Required actions:
a. Collect every line in the rows below that contains the string "rear", treating case as significant.
b. Proceed with the article on oil reserves below, picking up after its final sentence.

Selected extract:
□ □ □ □
In his new book The Battle for Barrels, Duncan Clarke dissects the Peak Oil myth and its advocates with surgical skill and patience.
There was an interesting news item out of Moscow in late September to which most people probably paid little heed. “Russia is one of several countries that have rushed to lay claims to the area where a U.S. Study suggests as much as 25 percent of the world’s undiscovered oil and gas could be hidden.”
Earlier the Russians sent two small submarines to plant a tiny national flag under the North Pole. In response, Canada vowed to increase its icebreaker fleet and build two new military facilities in the Arctic and Denmark sent a team of scientists to seek evidence that the ridge in question was attached to its territory of Greenland.
When it comes to oil and natural gas, nations have no sense of humor, even if in the case of the United States they often display an astonishing lack of good sense. You are no doubt familiar with the long fight over permitting drilling in Alaska’s Natural Wildlife Reserve where it’s estimated there are billions of barrels of untapped oil; but you are surely going to be surprised to learn that the oil industry is excluded from exploring 85 percent of all American territorial waters.
President Bush is fond of saying that America is “addicted” to oil, but he might as well say that Americans are addicted to water or food. It’s not an addiction. It is a perfectly rational requirement of not only our own, but every other nation’s need for energy to power its industry, its homes, and its transportation needs. Before Bush, former President Jimmy Carter became convinced in the 1970s that all the proven reserves of oil would shortly be used up.
As Duncan Clarke, Chairman and CEO of Global Pacific & Partners and author of a new book, The Battle for Barrels, points out regarding America’s continental shelf, “The undiscovered oil potential in the areas demarcated for possible offshore (exploration) in the Pacific, Atlantic and Gulf of Mexico could allow the tapping of up to 85 billion barrels of oil that technically could be recoverable awaits the political passage of bills through the legislature,” i.e., Congress.
With the price of oil hitting more than $80 per barrel, one would think that Congress would be inclined to opening access to those billions of barrels, but the current Democrat-controlled Congress is more concerned about a bogus global warming than it is about insuring Americans can drive their cars and trucks, heat their homes, and process oil for the countless products it produces. And this doesn’t even include the vast reserves of natural gas that are estimated to exist.
□ □ □ □
Listed entries:
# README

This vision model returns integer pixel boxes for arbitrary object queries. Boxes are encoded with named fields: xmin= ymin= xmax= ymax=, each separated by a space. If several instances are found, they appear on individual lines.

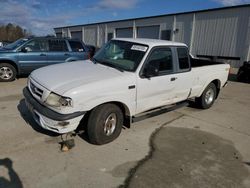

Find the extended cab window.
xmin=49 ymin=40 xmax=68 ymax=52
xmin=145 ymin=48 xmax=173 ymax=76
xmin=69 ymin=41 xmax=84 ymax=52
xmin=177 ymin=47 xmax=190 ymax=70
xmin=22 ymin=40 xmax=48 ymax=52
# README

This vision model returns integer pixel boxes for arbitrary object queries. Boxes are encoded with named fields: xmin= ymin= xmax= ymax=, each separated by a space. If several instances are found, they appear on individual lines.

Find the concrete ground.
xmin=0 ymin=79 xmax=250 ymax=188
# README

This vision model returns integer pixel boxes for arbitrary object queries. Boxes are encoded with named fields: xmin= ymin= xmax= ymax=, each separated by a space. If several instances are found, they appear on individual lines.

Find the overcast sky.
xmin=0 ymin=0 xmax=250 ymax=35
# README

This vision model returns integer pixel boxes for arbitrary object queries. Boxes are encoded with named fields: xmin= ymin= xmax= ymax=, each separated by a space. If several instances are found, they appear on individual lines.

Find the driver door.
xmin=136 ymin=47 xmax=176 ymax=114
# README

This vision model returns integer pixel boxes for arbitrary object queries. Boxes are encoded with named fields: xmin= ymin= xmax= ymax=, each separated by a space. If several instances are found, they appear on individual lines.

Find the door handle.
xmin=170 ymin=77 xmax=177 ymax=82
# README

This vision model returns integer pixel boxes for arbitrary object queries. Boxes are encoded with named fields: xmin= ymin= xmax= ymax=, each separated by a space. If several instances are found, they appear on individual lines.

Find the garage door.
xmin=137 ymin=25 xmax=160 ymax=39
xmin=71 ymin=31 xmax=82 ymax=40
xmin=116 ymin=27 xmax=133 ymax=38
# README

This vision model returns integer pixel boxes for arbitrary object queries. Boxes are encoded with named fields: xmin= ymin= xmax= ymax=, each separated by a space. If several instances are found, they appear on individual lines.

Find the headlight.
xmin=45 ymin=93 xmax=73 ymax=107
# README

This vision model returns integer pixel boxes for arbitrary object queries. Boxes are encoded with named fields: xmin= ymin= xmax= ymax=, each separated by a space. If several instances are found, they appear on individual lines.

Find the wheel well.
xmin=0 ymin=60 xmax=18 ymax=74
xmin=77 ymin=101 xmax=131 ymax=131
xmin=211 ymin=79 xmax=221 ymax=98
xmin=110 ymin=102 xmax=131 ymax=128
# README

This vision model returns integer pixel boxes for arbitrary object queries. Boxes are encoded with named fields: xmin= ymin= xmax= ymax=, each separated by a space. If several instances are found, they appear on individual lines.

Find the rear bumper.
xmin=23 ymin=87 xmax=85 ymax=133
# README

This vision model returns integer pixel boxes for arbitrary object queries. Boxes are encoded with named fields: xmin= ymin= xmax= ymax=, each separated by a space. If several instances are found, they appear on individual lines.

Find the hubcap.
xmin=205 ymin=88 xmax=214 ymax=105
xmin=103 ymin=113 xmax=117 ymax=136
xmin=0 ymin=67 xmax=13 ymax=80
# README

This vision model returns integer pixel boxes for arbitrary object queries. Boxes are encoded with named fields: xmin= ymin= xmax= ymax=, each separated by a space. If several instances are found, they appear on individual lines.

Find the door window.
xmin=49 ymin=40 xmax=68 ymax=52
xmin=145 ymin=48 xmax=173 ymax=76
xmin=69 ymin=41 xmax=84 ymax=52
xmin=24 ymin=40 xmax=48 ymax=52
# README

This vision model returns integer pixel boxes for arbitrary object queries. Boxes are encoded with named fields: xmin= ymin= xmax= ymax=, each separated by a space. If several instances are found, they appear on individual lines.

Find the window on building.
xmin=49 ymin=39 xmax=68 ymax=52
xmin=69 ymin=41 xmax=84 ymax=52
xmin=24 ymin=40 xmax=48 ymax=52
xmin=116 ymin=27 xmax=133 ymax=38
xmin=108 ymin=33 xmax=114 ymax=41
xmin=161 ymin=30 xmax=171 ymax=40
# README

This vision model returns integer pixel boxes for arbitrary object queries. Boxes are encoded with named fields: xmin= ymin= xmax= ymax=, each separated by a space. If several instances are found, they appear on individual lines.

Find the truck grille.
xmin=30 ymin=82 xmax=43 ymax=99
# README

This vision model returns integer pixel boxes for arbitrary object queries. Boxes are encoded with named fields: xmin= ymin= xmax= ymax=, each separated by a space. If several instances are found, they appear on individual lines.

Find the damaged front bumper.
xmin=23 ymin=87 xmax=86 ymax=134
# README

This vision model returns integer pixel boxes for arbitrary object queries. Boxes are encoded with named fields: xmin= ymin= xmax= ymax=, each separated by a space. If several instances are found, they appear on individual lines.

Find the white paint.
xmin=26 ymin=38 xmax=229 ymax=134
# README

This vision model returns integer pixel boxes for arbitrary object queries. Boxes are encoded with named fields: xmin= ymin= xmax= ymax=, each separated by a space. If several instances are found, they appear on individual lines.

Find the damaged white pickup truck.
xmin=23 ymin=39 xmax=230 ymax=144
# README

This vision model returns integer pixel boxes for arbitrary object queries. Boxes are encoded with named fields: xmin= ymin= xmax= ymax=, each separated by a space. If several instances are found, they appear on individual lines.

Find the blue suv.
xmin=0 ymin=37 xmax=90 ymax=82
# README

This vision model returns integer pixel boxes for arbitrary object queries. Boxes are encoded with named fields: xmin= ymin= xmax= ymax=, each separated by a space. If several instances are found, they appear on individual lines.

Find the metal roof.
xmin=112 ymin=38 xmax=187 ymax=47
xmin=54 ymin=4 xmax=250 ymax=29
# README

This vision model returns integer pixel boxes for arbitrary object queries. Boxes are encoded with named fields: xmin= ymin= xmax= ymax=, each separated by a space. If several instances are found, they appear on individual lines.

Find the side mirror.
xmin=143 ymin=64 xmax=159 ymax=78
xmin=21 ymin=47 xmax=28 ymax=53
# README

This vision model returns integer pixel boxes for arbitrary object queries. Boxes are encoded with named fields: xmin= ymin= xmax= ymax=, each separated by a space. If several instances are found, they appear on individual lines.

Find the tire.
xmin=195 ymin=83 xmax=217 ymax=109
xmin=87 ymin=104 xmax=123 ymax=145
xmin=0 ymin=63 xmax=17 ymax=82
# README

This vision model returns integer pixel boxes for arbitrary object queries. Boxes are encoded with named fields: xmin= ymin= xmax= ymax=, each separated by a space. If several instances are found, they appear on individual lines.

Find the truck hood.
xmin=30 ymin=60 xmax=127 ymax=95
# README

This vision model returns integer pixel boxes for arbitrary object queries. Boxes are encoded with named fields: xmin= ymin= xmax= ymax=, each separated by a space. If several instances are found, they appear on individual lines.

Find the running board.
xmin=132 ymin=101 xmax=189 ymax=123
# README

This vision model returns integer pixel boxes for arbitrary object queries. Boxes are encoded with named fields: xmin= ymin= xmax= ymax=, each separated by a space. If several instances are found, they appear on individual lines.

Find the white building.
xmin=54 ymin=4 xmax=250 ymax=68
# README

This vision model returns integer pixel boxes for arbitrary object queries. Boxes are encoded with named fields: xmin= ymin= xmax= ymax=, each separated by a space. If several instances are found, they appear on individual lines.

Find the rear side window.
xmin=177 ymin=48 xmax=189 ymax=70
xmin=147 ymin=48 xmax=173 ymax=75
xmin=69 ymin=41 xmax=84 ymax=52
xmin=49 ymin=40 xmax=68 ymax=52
□ □ □ □
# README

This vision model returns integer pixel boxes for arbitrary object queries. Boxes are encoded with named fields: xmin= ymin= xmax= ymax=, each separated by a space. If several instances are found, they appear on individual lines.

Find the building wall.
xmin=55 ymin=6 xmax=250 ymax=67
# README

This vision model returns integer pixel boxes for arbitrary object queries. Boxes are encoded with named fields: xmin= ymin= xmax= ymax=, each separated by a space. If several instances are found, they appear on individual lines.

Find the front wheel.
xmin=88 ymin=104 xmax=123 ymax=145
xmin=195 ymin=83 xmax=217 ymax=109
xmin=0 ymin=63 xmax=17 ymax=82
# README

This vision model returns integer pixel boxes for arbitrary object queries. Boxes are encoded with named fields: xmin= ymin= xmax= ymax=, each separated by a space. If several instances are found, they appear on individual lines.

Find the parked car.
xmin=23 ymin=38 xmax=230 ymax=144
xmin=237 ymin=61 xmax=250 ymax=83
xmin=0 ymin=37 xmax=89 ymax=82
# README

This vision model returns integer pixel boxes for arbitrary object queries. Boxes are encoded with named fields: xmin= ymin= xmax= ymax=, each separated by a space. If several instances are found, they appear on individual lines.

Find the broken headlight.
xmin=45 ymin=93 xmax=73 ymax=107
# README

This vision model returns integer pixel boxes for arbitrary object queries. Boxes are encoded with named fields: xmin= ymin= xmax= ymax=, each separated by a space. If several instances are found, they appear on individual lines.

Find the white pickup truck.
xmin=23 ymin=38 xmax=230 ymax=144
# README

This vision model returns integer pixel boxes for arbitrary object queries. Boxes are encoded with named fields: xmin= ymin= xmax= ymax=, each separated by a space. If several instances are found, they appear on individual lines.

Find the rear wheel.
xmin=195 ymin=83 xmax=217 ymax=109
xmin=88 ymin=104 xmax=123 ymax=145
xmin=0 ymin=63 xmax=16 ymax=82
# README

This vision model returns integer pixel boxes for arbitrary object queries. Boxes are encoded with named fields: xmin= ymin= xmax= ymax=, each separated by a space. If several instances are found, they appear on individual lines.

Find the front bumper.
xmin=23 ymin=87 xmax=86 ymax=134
□ □ □ □
Outputs in order:
a.
Find the rear bumper.
Find the rear side window.
Find the rear wheel.

b.
The fact is that there are billions more barrels to be found in the world, whether it’s in the Middle East, Africa, Russia, Venezuela, and much of the yet to be geologically researched map of the world.
That bit of knowledge, however, rarely makes it into the mainstream media, which can be depended upon to give lots of coverage to the “Peak Oil” crowd that has been predicting we will run out of oil any day now. A former chairman of Shell made news in late September when he warned the price of oil could hit $150 a barrel “with oil production peaking within the next 20 years.” You had to read further on in the article, published in London’s The Independent on September 16, to learn that he also said, “I don’t know whether there is going to be a peak in world production . . ..”
That’s why Clarke’s book is subtitled Peak Oil Myths & World Oil Reserves. The notion of Peak Oil, a point at which the world’s oil reserves begin to fall off and chaos follows, is based on the belief that there is a finite amount of oil, no new oil will be discovered and extracted, and, well, we’re doomed. This is fine for pessimists, but there is a real world out there and the indications are there’s plenty of oil. The Russians obviously think there’s some under the Arctic and are taking steps to lay claim to it.
“Thanks to vivid media coverage,” writes Clarke, “and prodigious output of publications, Peak Oil has begun to capture the public imagination . . . It has only rarely been subjected to rigorous analysis, although much evidence to contradict its thesis is found.” And just how often is the media wrong about events and trends? Every day.
I doubt that Clarke’s book will leap onto the bestseller lists. It will be read by anyone who is in the energy industry and those of us who keep an eye on energy events and trends. It is not easy reading because Clarke is an economist by trade, an advisor on corporate strategy and geopolitical issues in the oil industry, and much in demand on six continents for his expertise.
Fact by fact, Clarke’s analysis requires one to bring a great deal of concentration and effort to read his book, but it is well worth the effort because he dissects the Peak Oil myth and its advocates with surgical skill and patience.
Anyone who has followed the trajectory of the environmental movement for the last three or four decades knows that much of it is based on ludicrous claims that the Earth is doomed and mankind is to blame. Peak Oil and its “end of civilization” message got its impetus from a study by M. King Hubbert, an American geoscientist with a long career in the oil industry who, in 1956, predicted that the world would begin to run out of oil within a few decades.
Hubbert’s prediction was picked up and amplified by others to the point where there is now an Association for the Study of Peak Oil that has had to revise its estimates of when the world runs out of oil several times. The reason for the revisions is simple. New reserves of oil, new technology to revive existing fields, find new ones, and to drill in the ocean’s depths keeps pushing the date further and further off. To put it another way, Peak Oil predictions exist mostly to maintain the waning credibility of those who keep making the predictions.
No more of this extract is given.